**What is being asked:**
Count the lines in the items below that contain the string "green", matching case exactly. Reply with the number alone.

**Supplied records:**
* * * * * * * * *

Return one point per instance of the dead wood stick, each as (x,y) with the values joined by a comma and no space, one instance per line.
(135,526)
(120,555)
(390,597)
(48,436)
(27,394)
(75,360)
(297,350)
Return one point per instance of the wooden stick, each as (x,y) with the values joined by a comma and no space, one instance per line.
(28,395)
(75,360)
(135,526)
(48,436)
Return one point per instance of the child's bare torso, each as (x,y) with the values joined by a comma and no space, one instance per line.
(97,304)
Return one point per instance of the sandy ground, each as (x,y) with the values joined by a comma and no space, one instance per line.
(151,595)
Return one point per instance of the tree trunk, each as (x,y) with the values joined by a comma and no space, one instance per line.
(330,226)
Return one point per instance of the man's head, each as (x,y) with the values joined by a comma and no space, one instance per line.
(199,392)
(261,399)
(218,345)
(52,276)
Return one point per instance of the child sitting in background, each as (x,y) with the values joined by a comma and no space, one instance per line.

* * * * * * * * *

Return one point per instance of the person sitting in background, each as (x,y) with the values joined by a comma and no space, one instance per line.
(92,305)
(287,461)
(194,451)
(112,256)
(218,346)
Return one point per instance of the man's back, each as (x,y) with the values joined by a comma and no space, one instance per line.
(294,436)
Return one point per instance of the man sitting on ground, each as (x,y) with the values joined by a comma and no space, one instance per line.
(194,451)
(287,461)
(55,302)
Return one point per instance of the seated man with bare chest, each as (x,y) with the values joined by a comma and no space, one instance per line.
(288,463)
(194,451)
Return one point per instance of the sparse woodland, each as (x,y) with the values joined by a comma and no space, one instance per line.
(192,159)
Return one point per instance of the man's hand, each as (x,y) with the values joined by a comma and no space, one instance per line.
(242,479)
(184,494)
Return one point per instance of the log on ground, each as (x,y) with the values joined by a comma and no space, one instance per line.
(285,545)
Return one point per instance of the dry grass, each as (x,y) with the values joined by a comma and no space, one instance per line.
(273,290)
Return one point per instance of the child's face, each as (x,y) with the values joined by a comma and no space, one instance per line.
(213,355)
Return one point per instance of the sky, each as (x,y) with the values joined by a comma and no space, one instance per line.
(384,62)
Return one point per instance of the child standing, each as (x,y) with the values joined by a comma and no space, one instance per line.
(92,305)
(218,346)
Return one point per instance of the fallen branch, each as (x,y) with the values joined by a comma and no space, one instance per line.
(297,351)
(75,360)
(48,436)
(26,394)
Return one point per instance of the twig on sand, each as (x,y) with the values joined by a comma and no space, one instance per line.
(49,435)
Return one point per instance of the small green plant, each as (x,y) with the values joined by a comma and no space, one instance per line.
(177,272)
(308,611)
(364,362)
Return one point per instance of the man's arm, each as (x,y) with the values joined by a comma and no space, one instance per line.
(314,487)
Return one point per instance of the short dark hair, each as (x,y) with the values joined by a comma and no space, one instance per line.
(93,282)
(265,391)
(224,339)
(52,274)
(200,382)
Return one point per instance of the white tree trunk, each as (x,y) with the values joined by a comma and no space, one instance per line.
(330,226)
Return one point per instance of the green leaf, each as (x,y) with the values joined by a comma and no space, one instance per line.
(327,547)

* * * * * * * * *

**Finished exercise:**
2